### Source data
═══
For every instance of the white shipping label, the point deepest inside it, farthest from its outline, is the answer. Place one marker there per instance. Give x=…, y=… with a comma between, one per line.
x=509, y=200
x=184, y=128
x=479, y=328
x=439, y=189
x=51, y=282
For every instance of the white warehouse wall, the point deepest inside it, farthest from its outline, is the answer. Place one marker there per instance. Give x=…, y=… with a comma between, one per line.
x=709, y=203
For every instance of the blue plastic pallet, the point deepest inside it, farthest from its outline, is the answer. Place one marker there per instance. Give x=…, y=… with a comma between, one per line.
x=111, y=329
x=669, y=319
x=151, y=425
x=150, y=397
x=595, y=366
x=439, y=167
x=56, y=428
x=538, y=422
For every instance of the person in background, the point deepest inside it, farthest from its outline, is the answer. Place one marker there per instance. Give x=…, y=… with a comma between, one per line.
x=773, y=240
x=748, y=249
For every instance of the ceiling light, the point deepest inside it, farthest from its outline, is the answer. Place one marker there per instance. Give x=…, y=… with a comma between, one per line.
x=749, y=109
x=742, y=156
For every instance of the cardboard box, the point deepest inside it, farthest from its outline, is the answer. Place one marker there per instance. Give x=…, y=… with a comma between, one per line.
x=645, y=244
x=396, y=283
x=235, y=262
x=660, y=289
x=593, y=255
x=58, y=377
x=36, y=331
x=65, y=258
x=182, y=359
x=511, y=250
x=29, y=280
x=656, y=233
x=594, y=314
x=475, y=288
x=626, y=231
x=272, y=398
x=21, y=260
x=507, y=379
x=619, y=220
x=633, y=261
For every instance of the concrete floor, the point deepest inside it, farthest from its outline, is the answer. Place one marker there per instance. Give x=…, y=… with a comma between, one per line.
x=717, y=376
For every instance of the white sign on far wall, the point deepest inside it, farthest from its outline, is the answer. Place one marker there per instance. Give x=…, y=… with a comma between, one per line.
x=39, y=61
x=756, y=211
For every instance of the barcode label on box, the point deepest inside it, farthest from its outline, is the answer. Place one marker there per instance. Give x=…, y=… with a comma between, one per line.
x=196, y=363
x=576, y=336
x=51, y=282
═══
### WRITTEN REQUEST
Repeat everything from the line containing "For every instance of the blue" down to the line containing "x=633, y=261", both included, with the requests left as they are. Multiply each x and y coordinate in the answers by 1.4, then round to a whole number with halves going up.

### SOLUTION TO THIS TASK
For every instance of the blue plastic pallet, the point deepest inside it, farthest from its outline, is the answer. Place one marker there per instance. Give x=…, y=… with a comma between, one per line.
x=155, y=461
x=937, y=447
x=211, y=595
x=210, y=556
x=833, y=512
x=615, y=234
x=78, y=599
x=753, y=591
For every instance of the person in background, the point deepest inside it, farthest from its outline, is the answer. Place one marker there per instance. Give x=…, y=… with a comma between, one per line.
x=1082, y=336
x=1047, y=349
For every instance of the ceiling light, the point deepest inside it, farthest from its outline, is the answer. Place one marker there per instance. Give x=…, y=… with a comma between, one per line.
x=1049, y=153
x=1039, y=218
For every instance of the cardboard box, the point deepest inside it, farthest from its outline, is the answer. Place one marker there per instance. Give x=…, y=… with a comma between, one per line.
x=903, y=342
x=554, y=396
x=329, y=367
x=924, y=405
x=830, y=357
x=81, y=528
x=50, y=463
x=91, y=361
x=255, y=503
x=715, y=350
x=41, y=392
x=918, y=326
x=832, y=440
x=665, y=403
x=876, y=323
x=381, y=557
x=29, y=364
x=710, y=531
x=867, y=308
x=886, y=365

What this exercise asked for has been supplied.